*** Opening of DATA EXTRACTS ***

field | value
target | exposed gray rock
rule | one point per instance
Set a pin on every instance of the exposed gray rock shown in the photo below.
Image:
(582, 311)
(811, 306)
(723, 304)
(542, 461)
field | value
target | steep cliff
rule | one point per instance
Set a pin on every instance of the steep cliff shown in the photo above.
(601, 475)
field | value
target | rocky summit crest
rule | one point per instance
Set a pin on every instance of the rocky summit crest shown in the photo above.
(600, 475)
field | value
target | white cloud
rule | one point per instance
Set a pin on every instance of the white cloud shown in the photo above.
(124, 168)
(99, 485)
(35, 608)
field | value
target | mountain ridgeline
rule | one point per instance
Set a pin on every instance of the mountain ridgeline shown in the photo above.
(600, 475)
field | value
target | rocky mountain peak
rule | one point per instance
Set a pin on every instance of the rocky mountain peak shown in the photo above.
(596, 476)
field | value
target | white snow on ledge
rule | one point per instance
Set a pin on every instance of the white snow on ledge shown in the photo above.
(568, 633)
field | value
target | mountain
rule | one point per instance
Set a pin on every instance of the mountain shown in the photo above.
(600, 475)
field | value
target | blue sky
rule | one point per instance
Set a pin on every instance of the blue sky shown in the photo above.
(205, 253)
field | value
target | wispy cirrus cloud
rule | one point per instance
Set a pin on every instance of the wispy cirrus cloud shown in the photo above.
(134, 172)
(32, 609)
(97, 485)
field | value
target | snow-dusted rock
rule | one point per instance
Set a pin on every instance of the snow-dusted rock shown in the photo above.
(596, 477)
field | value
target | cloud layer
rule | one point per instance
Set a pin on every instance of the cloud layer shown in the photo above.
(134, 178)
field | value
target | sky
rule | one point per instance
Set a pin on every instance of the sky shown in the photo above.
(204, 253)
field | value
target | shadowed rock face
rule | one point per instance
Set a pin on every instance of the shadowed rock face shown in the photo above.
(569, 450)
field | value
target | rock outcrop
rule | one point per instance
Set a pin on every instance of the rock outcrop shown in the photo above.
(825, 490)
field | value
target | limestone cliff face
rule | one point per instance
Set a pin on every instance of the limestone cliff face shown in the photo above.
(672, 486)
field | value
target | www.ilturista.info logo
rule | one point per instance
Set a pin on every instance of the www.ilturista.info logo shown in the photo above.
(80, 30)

*** Close of DATA EXTRACTS ***

Starting with the first line of the entries and ending with the line that has "target | blue sky", copy each line exactly and add nothing.

field | value
target | exposed gray rock
rule | one point per instance
Set a pin on every instance of the exposed gray rock shown in the photo below.
Image:
(582, 311)
(811, 306)
(723, 304)
(542, 461)
field | value
target | steep cliff
rule | one point per instance
Set a pin on every instance of the steep cliff shown in the photo above.
(601, 475)
field | value
target | rocky summit crest
rule | one point per instance
Set a pin on every instance of the rocky summit crest shown in the photo above.
(600, 475)
field | value
target | white cloud
rule | one point per instance
Set a pin on every instance of the white cloud shown in the photo above.
(124, 168)
(99, 485)
(35, 608)
field | value
target | mountain ridgeline
rule | one point per instance
Set a pin on every instance of the mountain ridgeline shown in the photo above.
(600, 475)
field | value
target | rocky mountain peak
rule | one point per instance
Set a pin on every instance of the rocky mountain peak shown in the photo above.
(596, 476)
field | value
target | white snow on ledge
rule | one point per instance
Set a pin on every instance of the white snow on ledge shown in the photo above.
(568, 633)
field | value
target | mountain
rule | one point per instance
Set a pin on every instance of the mountain shown in the photo above.
(600, 475)
field | value
target | blue sky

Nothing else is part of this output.